本文 =
------------------------------------
ぶたびより

酒を飲み、飯を食べ、文を書き、正解を生きたい

日記

病院横を流れる川のきれいなエメラルドグリーンを眺めながら医局の窓際で日光に当てられながら春を感じていた。職場で新型コロナウイルスの院内感染が発生したために、救急外来も含めて病院機能がほとんど停止している状況になって早一週間になる。もともと私の仕事といえば、初診外来と救急外来と病棟業務がメインであるために、新規入院を停止している今はほとんど仕事がない。管理部のお偉方は県庁や保健所との話し合いであったり、近隣住民による職員に対する無知故のエビデンスに欠ける(といっても新興感染症にそもそも高いエビデンスに裏打ちされた知見などほとんどないのだと思うが)コロナハラスメントへの対応などに追われている。管理部の先生の透析回診を代わりに行ったり、大学医局の方針などから当院への外勤に来れなくなってしまった医師の代診を行う日々が始まった。私は直接今回の騒動とは関係していないが、確定診断例の方と同じ病棟に出入りしていたこともあり行政PCRの対象となってしまった。先日陰性の結果が出て、濃厚接触者には当たらないしかつ無症状で検査前確率がそう高くないところでのPCR陰性が確認されたので未感染で良いとだと思われる。

当初武漢からCOVID-19が発生した時点ではせいぜい致死率3%程度で、しかも無症候感染者がいることを考慮すると実際の致死率はさらに少なく、SARSやMARSに比べたら大したことないだろうし、これらの封じ込めがうまくいったのであるから恐るるに足りずと考えていた。徐々に感染者数が増えていく中でも感染のピークをずらして医療のキャパシティを超えないようにするための作戦はまずまず国内では奏功しているようであった。ところが、今になってみると、街から人が消えて、医療機関でもなかなか個人防護具が入手できずまるで戦時中のような有様になってしまった。

序盤から今に至るまでPCR検査数について特に舌鋒鋭く議論や時に人格批判が繰り広げられ、医療やら経済やらそれぞれ異なるバックグラウンドの共通言語の少ない専門家と自称専門家と恐怖心で飯を食べているマスコミと今回の件とは実質的に無関係な政治的イデオロギーと結びつけて問題を語る人々が思い思いの発言をしている。ただでさえ、学問的背景の異なる人々が高いエビデンスレベルのないことを話し合って一定の結論を出すことが難しいのに余計にややこしくなっているなという印象を受ける。

医学的な観点からは楽天がやろうとしているような検査はほとんど無意味であるというエキスパートコンセンサスが得られているように思う。検査前確率を無視した検査の施行や検体の質やそれが及ぼす行動の変化(検査前確率が高くないことから多く出現する偽陽性による病院受診によるただせさえ限界な医療への負担や偽陰性によって外出してしまう人々の存在)を考慮したら到底よい選択とは言えない。
------------------------------------
参照表現データ:

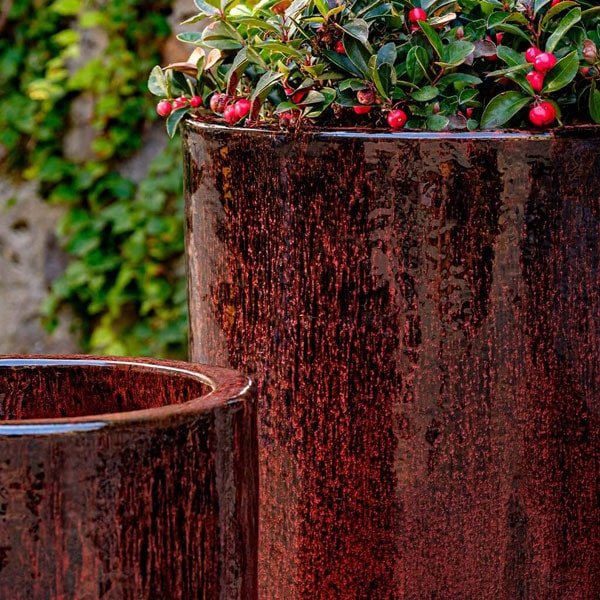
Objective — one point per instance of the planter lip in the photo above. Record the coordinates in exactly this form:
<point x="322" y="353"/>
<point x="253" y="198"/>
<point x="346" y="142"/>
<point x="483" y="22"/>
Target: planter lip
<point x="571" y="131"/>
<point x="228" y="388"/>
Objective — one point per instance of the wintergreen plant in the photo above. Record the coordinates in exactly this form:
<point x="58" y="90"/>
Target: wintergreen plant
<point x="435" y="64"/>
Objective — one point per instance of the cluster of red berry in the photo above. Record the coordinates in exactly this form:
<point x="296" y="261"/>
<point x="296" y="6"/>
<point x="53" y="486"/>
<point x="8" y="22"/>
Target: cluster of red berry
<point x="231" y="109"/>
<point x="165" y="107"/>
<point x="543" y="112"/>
------------------------------------
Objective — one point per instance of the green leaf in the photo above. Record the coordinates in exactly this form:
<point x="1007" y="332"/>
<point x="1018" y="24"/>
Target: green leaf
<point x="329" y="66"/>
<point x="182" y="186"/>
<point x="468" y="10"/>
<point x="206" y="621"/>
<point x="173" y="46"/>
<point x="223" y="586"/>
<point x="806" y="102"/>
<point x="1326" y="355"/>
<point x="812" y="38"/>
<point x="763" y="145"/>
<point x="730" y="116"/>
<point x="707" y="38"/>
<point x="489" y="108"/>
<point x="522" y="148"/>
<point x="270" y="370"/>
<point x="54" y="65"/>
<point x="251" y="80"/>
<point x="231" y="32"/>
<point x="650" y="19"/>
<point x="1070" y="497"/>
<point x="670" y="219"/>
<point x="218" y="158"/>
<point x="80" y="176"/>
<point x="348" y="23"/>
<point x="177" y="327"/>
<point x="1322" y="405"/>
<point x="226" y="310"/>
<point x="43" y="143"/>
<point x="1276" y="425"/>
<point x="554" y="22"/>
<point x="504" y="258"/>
------------------------------------
課題の要件 =
a) 本文によると、院内感染の発生で病院機能がほとんど停止してから、どれくらいの期間が経っていますか?
b) 次の(i)〜(iii)は本文の内容と合っていますか?それぞれ「はい」か「いいえ」で答え、判断の決め手となる本文の言葉をそのまま引用してください。
(i) 筆者は行政PCRの対象となり、陰性の結果が出た。
(ii) 筆者は当初、COVID-19をSARSやMARSより恐ろしいものだと考えていた。
(iii) 筆者は、検査前確率を無視した検査の施行をよい選択だと考えている。
c) 本文のうち、「当初武漢からCOVID-19」から「ているなという印象を受ける。」までをすべて、そのまま書き写してください。

問題の解答 =
a) 一週間です。

b)
(i) はい。「行政PCRの対象となってしまった」「先日陰性の結果が出て」
(ii) いいえ。「SARSやMARSに比べたら大したことないだろうし」
(iii) いいえ。「到底よい選択とは言えない」

c)
当初武漢からCOVID-19が発生した時点ではせいぜい致死率3%程度で、しかも無症候感染者がいることを考慮すると実際の致死率はさらに少なく、SARSやMARSに比べたら大したことないだろうし、これらの封じ込めがうまくいったのであるから恐るるに足りずと考えていた。徐々に感染者数が増えていく中でも感染のピークをずらして医療のキャパシティを超えないようにするための作戦はまずまず国内では奏功しているようであった。ところが、今になってみると、街から人が消えて、医療機関でもなかなか個人防護具が入手できずまるで戦時中のような有様になってしまった。

序盤から今に至るまでPCR検査数について特に舌鋒鋭く議論や時に人格批判が繰り広げられ、医療やら経済やらそれぞれ異なるバックグラウンドの共通言語の少ない専門家と自称専門家と恐怖心で飯を食べているマスコミと今回の件とは実質的に無関係な政治的イデオロギーと結びつけて問題を語る人々が思い思いの発言をしている。ただでさえ、学問的背景の異なる人々が高いエビデンスレベルのないことを話し合って一定の結論を出すことが難しいのに余計にややこしくなっているなという印象を受ける。